- Votre tâche
Recopiez à l'identique un passage de l'entretien ci-dessous consacré à l'exposition "Passages". Commencez aux mots qui contiennent "L'exposition a-t-elle été" et arrêtez-vous après "à prendre forme.".

- Extrait à lire
***

De plus, je suis jumeau et c'est quelque chose qui a fortement influencé ma perception du monde et de l'identité en particulier. La question du temps aussi est au cœur de mon travail. Pour moi, c'est une continuité où peu de choses changent en profondeur car les problèmes restent les mêmes, et c'est ce que j'interroge à travers mes œuvres. Cela ne veut pas dire que je ne ressens pas l'actualité. En vérité, c'est même l'inverse car celle-ci influence fortement mon art. Par exemple, le 11 septembre et les tours jumelles ont eu pour moi une résonance particulière, à cause de ce lien symbolique avec ma propre gémellité.
C'est votre première exposition au Portugal. Quel regard portez-vous sur cette expérience ?
C'est effectivement la première fois que j'expose ici et ce sont un peu les hasards de la vie qui m'y ont amené. Jean-Michel Albert, le responsable de l'association Alfa qui m'aide pour cette exposition a vécu à Tours, comme moi et mon fils, qui avait le désir de travailler au Portugal, et s'est finalement installé à Porto avec ses enfants. Cela crée un lien indirect avec cette culture.
Dans mon enfance, à Toulouse, il y avait beaucoup de réfugiés espagnols et portugais. Je garde une image très positive de ces communautés, que je percevais comme des gens courageux, des travailleurs. Cela me touche aujourd'hui de pouvoir présenter mon travail ici, c'est la première fois que j'aurai un contact direct avec le public portugais.
L'exposition a-t-elle été pensée en fonction du lieu, ou en contraste avec celui-ci ?
L'exposition "Passages" ne s'est pas construite en fonction du lieu. Elle est née d'abord à travers la visite de mon atelier, à Tours, par Jean-Michel Albert. Il a pu découvrir ce qui était accroché aux murs, les œuvres présentes, les matières, les directions de travail. C'est à partir de cette immersion dans mon univers que l'exposition a commencé à prendre forme.
Comment avez-vous sélectionné les œuvres présentées ?
Le paradoxe d'une exposition comme celle-ci, c'est l'espace limité, qui impose de choisir. Contrairement à ce que l'on voit souvent : des artistes qui exposent leurs travaux les plus récents, créant une unité visuelle, ici, ce n'était pas l'objectif. Mon travail s'étend depuis les années 60, et chaque période est liée à des événements historiques importants.
Par exemple, j'ai vécu trois ans en Guadeloupe, ce qui m'a profondément marqué. Mon parcours a toujours été sinueux : études religieuses à Toulouse, un CAP d'ajusteur avec une connaissance du monde ouvrier, puis les Beaux-Arts. J'ai aussi enseigné, dans la technique à Paris, puis j'ai été nommé en Guadeloupe. Là-bas, j'ai exposé et même vendu une œuvre à une personnalité guadeloupéenne connue. Cela m'a donné un autre regard sur la société, et sur l'engagement, notamment après 1968, où tout était politiquement très chargé. Cet engagement ne se voit pas forcément dans cette exposition "Passages", mais il est inscrit dans mon histoire, l'actualité a guidé beaucoup de mes œuvres.

***

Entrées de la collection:
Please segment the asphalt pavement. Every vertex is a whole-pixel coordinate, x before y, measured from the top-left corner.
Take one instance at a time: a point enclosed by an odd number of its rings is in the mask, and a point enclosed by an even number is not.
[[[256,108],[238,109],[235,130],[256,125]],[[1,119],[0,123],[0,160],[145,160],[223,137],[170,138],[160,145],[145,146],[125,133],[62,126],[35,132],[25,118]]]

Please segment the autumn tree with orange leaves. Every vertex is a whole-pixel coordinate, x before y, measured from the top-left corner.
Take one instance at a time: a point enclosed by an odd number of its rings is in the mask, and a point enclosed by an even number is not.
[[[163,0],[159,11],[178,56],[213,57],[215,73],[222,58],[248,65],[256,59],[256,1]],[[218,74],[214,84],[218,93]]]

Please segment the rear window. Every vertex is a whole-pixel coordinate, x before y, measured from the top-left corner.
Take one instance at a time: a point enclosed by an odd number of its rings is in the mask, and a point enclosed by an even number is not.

***

- Réponse complète
L'exposition a-t-elle été pensée en fonction du lieu, ou en contraste avec celui-ci ?
L'exposition "Passages" ne s'est pas construite en fonction du lieu. Elle est née d'abord à travers la visite de mon atelier, à Tours, par Jean-Michel Albert. Il a pu découvrir ce qui était accroché aux murs, les œuvres présentes, les matières, les directions de travail. C'est à partir de cette immersion dans mon univers que l'exposition a commencé à prendre forme.